PARTS OF THE EXERCISE >>
1. Retype the bowie knife thread from "# Bowies for" to "and frog skin.".
2. In the bowie knife thread, which skins make up the sheath leather inlay?

DOCUMENT SECTION >>
-- start --

# Bowies for the show



## robert flynt (Sep 14, 2015)

Two of these are going to the ICCE show and one is sold. The wood is presentation grade desert iron wood burl and rosewood burl. These were a difficult build because the double guard had to go on from the handle end and the fitting and shaping had to be done then the knife had to be taken apart to heat treat and acid etch the guard then fit back together permanently. Such is life with with a full tang blade and a damascus double guard. The sheath leather inlay is ostrich leg skin and frog skin.

Reactions: Like 2 | EyeCandy! 10 | Way Cool 7


----------



## manbuckwal (Sep 14, 2015)

Gorgeous knives Robert ! That HRB resembles english walnut to me, as it looks more "brownish" in the pic. And I do like the pattern a lil more in the first blade.

Reactions: Thank You! 1


----------



## robert flynt (Sep 14, 2015)

manbuckwal said:


> Gorgeous knives Robert ! That HRB resembles english walnut to me, as it looks more "brownish" in the pic. And I do like the pattern a lil more in the first blade.


Yes, The camera doesn't do justice to the actual color of the rosewood burl. I used a lighter color piece of of rosewood to better show the wood grain.

Reactions: Like 1


----------



## Blueglass (Sep 14, 2015)

I love the more open pattern on the blade of the first knife.

Reactions: Thank You! 1


----------



## TimR (Sep 14, 2015)

Simply badass!

Reactions: Thank You! 1 | Agree 1


----------



## SENC (Sep 14, 2015)

YOWZA!!!!!!!!!

Reactions: Thank You! 1


----------



## DKMD (Sep 14, 2015)

Those are beautiful!

Reactions: Thank You! 1


----------



## ironman123 (Sep 14, 2015)

Greatr job on those Robert.

Reactions: Thank You! 1


----------



## Fsyxxx (Sep 14, 2015)

Damn....

Reactions: Thank You! 1


----------



## Tony (Sep 14, 2015)

Just incredible, super sweet knives!!!!!!!! Tony

Reactions: Thank You! 1


----------



## barry richardson (Sep 14, 2015)

Just superb Robert, bowies are a classic, If I were going to have a knife laying around as a show piece (which yours certainly are) it would be a bowie style...

Reactions: Thank You! 1


----------



## NYWoodturner (Sep 14, 2015)

Robert - those are just amazing. The detail is spot on perfect. I really like the handle design too.

Reactions: Thank You! 1


----------



## Kevin (Sep 14, 2015)

Robert as usual these are beautiful knives. But I don't understand the reason for the large pins and the extreme oblate spheroid on the scales. Is it to leave a platform for an engraving? I don't care for it even if it is. In my opinion it's a distraction and takes away from your usual artistry. I know you didn't ask for C&C but I am really confused about these knives because these handles are not your style.


----------



## Nature Man (Sep 14, 2015)

-- end --

ENTRIES SHOWN >>
-- start --

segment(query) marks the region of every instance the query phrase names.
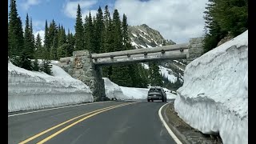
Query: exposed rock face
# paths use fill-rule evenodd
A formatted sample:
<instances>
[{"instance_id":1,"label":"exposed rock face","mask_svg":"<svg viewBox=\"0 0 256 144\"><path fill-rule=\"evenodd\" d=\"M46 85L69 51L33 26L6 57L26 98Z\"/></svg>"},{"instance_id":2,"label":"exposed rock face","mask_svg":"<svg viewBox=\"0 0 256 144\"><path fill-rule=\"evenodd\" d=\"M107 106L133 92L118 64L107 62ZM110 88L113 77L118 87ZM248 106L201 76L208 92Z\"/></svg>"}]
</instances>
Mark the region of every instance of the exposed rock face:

-- end --

EXPECTED RESULTS >>
1.
# Bowies for the show



## robert flynt (Sep 14, 2015)

Two of these are going to the ICCE show and one is sold. The wood is presentation grade desert iron wood burl and rosewood burl. These were a difficult build because the double guard had to go on from the handle end and the fitting and shaping had to be done then the knife had to be taken apart to heat treat and acid etch the guard then fit back together permanently. Such is life with with a full tang blade and a damascus double guard. The sheath leather inlay is ostrich leg skin and frog skin.

2. Ostrich leg skin and frog skin.